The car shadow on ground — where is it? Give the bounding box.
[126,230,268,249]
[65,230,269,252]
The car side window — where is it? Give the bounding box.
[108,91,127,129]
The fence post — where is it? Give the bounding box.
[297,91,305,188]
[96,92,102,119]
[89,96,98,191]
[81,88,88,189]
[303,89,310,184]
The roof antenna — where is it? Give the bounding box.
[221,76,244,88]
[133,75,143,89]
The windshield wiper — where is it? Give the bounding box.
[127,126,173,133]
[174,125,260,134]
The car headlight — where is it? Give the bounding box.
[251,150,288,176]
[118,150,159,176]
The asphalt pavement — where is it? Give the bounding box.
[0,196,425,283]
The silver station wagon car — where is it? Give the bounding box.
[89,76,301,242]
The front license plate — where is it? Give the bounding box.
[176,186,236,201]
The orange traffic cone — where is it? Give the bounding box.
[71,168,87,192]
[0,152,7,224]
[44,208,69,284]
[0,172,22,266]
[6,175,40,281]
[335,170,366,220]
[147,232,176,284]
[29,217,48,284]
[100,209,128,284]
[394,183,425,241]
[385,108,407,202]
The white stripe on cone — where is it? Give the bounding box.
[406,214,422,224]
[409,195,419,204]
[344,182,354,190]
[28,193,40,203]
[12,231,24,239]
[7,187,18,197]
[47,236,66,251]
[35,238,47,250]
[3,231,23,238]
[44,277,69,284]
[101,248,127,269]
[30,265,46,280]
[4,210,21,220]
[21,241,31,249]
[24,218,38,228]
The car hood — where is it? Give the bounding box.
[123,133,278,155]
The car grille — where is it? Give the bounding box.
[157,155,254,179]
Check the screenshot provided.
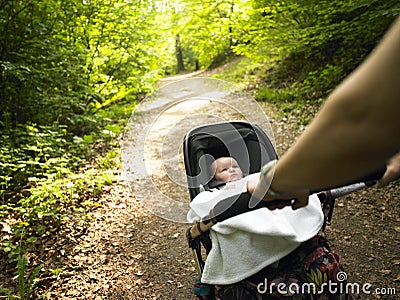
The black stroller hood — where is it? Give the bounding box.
[183,121,277,200]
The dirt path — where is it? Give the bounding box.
[39,73,400,300]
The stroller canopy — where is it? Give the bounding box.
[183,121,277,200]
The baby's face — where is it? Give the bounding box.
[212,157,243,182]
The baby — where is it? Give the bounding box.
[187,157,323,285]
[211,157,243,183]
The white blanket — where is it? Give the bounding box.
[187,173,324,285]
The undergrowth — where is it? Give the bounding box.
[0,103,134,299]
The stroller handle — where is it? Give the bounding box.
[188,166,386,239]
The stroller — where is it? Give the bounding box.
[183,121,384,300]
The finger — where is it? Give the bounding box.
[292,195,308,210]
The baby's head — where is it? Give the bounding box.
[211,157,243,182]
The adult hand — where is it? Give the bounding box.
[376,152,400,188]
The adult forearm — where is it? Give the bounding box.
[272,18,400,191]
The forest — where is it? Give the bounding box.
[0,0,400,299]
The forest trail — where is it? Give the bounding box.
[39,69,400,300]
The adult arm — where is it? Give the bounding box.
[248,17,400,207]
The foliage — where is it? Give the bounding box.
[234,0,400,99]
[0,0,159,135]
[0,0,400,298]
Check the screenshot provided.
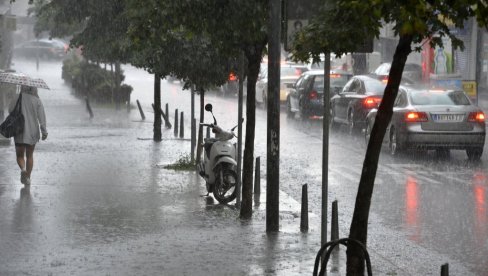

## Work to complete
Collect every line of the material above that contains the string "white", treating uppercase and lowercase as different.

## Exercise response
The white stripe on cone — where is it? Give the bounding box.
The white blanket — where is it? Give the bounding box.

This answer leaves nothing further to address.